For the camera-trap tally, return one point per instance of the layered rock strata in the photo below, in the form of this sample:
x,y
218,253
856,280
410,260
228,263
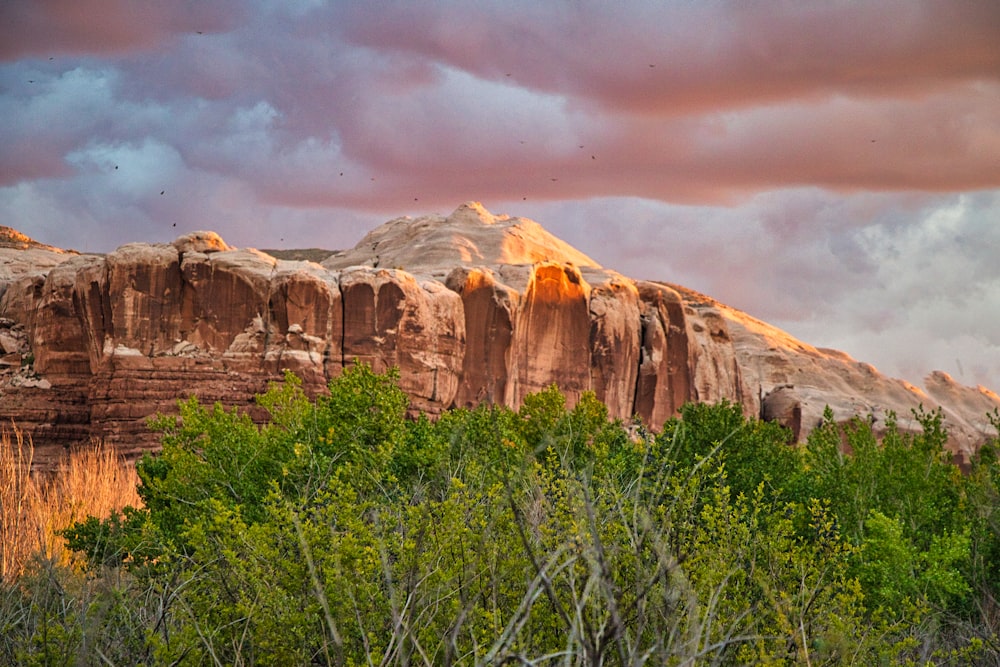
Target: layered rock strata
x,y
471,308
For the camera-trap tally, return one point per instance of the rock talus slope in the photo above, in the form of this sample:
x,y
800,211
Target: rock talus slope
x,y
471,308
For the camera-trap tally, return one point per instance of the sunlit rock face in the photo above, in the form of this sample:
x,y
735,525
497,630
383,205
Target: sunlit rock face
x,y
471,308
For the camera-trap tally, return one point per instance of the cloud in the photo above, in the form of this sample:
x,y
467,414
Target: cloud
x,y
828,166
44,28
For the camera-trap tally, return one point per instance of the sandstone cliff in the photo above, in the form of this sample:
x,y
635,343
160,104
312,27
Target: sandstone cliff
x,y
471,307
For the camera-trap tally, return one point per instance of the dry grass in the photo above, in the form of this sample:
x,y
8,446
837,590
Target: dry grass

════════

What the task asks: The response is the exact set of lines from the one holding "Target: sandstone cliff" through the last line of the material.

Task answer:
Target: sandstone cliff
x,y
471,307
For the camera-trap tally, return one point per instance of the dry grass in the photo above, in the form of this sample:
x,y
8,446
837,590
Target: dry grass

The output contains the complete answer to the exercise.